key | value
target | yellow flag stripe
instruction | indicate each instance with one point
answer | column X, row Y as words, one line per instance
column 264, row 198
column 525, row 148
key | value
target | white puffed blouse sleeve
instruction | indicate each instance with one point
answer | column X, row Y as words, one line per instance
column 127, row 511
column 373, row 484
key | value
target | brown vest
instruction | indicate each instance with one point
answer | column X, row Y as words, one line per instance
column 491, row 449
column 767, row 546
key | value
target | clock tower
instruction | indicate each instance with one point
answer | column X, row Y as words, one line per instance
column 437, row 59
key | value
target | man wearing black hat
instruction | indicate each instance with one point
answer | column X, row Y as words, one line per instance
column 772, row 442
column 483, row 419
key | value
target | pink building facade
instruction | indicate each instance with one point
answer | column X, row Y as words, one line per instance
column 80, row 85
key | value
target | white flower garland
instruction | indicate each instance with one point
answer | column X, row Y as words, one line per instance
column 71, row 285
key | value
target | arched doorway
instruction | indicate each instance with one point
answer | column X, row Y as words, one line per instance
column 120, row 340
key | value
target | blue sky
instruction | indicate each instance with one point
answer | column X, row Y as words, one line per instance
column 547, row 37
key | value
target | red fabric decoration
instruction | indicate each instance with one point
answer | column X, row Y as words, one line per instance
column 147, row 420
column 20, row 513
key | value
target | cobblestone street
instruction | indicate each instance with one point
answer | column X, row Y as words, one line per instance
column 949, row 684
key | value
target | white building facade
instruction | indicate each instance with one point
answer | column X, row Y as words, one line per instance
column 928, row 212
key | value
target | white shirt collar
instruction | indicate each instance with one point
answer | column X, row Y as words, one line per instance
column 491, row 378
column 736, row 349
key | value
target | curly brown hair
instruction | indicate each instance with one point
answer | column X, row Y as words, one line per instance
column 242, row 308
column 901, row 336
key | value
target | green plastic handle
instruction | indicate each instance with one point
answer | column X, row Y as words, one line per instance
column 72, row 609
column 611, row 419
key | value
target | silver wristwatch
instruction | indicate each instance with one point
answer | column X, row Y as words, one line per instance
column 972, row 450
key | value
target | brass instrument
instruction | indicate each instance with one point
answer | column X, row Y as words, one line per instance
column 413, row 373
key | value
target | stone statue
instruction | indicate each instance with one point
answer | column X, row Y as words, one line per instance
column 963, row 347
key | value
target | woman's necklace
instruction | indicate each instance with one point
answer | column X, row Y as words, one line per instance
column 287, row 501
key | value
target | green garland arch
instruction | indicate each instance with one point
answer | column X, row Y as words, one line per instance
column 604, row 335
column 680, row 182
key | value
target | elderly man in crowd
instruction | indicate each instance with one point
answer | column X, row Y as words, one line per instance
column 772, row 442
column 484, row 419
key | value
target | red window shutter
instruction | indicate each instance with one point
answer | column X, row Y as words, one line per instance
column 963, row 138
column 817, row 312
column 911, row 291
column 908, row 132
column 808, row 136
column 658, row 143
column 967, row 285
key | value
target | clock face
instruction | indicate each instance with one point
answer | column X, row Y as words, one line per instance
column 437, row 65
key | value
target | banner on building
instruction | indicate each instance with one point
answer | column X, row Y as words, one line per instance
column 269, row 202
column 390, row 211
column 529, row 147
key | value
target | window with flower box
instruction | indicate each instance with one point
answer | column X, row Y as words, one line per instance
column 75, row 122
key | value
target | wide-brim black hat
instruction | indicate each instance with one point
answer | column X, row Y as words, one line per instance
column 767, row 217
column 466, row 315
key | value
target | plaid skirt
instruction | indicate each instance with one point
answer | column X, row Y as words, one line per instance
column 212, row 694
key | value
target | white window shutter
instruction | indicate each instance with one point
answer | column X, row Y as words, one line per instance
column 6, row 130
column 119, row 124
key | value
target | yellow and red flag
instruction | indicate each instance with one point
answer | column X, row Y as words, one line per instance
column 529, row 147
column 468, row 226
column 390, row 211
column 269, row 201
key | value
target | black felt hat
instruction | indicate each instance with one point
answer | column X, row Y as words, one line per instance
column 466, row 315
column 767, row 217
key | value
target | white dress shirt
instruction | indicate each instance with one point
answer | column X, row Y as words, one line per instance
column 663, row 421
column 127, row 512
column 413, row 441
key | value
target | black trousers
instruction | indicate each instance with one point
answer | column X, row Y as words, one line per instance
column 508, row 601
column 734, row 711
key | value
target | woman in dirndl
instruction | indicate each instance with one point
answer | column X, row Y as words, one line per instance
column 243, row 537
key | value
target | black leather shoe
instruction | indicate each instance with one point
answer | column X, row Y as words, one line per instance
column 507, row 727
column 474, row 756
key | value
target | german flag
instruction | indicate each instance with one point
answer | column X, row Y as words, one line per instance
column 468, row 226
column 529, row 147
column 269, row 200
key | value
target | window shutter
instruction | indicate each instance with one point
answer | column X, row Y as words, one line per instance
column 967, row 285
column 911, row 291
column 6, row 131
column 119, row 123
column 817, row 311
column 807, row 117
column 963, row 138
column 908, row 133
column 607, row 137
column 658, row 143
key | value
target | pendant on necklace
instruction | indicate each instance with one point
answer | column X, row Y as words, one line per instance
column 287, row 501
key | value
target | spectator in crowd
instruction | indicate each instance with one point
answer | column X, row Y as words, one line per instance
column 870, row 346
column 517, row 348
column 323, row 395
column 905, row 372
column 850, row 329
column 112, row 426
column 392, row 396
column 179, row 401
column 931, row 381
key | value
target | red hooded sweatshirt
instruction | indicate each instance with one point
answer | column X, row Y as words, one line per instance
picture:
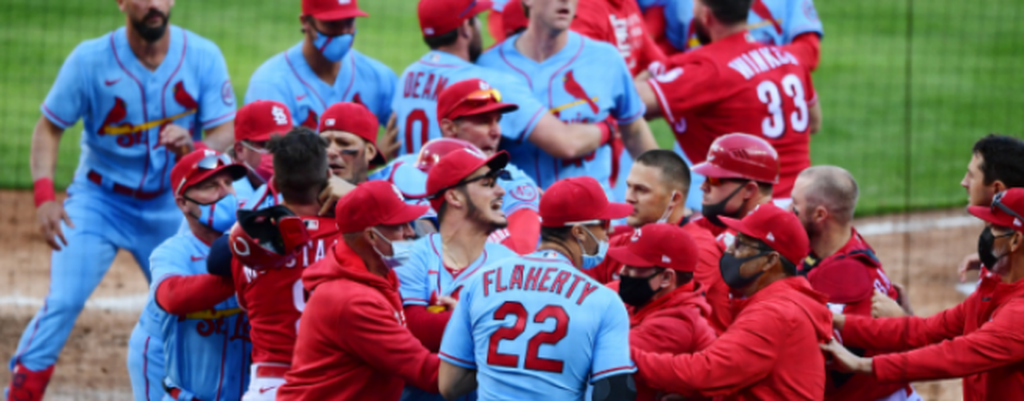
column 352, row 343
column 676, row 323
column 770, row 351
column 979, row 340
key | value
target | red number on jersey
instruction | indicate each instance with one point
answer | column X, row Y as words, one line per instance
column 417, row 116
column 534, row 361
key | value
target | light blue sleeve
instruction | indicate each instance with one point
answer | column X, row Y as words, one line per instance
column 628, row 106
column 387, row 82
column 517, row 125
column 457, row 345
column 67, row 100
column 611, row 351
column 802, row 17
column 216, row 102
column 413, row 274
column 520, row 192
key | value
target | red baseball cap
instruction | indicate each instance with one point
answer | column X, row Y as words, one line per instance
column 1007, row 210
column 779, row 229
column 579, row 199
column 457, row 166
column 441, row 16
column 373, row 204
column 200, row 165
column 354, row 119
column 470, row 97
column 259, row 120
column 332, row 9
column 658, row 244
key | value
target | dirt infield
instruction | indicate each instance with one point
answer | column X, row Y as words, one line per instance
column 92, row 364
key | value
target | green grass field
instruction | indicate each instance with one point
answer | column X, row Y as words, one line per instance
column 964, row 79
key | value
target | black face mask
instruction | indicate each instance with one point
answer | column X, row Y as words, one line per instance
column 636, row 291
column 714, row 211
column 729, row 265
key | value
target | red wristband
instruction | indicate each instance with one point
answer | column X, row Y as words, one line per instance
column 43, row 190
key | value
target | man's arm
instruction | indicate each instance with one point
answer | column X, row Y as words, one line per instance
column 637, row 137
column 455, row 382
column 43, row 160
column 568, row 140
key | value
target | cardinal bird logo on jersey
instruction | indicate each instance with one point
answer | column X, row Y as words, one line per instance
column 312, row 121
column 574, row 90
column 182, row 97
column 118, row 113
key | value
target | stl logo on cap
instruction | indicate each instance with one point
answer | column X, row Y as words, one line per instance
column 279, row 116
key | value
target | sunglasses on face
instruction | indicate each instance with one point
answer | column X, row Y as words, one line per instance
column 488, row 179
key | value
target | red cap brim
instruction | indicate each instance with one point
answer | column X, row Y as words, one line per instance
column 340, row 14
column 985, row 213
column 500, row 107
column 627, row 257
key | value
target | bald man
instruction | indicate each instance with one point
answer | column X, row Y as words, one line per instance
column 843, row 266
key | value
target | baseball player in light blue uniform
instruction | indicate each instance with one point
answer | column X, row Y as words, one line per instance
column 772, row 21
column 136, row 117
column 291, row 77
column 536, row 327
column 204, row 352
column 585, row 82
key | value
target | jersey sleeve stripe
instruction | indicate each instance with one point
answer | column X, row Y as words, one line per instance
column 662, row 101
column 54, row 119
column 605, row 372
column 457, row 361
column 218, row 120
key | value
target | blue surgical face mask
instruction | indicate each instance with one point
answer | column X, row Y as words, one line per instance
column 334, row 48
column 591, row 261
column 220, row 215
column 400, row 251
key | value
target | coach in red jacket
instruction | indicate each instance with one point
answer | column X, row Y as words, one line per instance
column 979, row 340
column 668, row 310
column 352, row 342
column 762, row 355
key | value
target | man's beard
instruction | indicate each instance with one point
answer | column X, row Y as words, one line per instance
column 473, row 213
column 152, row 34
column 702, row 36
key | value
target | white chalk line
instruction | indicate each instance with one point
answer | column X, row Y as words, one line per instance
column 135, row 302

━━━━━━

_TO BE DONE_
Count the lines above that contain the string "jersey", treating case as significant, and give only the number.

_RESULT OF THE TASK_
3